BEGIN Data excerpts
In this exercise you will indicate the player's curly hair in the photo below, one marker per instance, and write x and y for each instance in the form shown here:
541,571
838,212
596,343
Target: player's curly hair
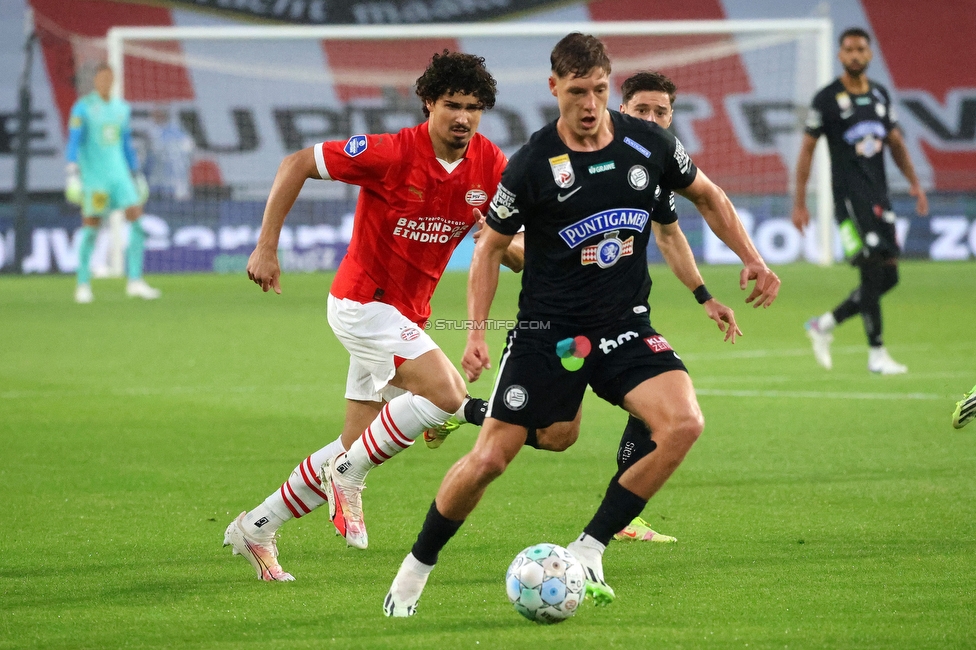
577,54
455,72
853,31
652,81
END Data excerpts
* [Aim] Transcribe every record above exactly as written, leaving out any pictures.

* [Response for this exercise]
In this exercise you will indicate the player's curly hair in the photo below, one marker per instance, and write x and y for each instance in the form shown here:
541,571
838,212
596,343
Target: player's curly hair
577,54
455,72
853,31
652,81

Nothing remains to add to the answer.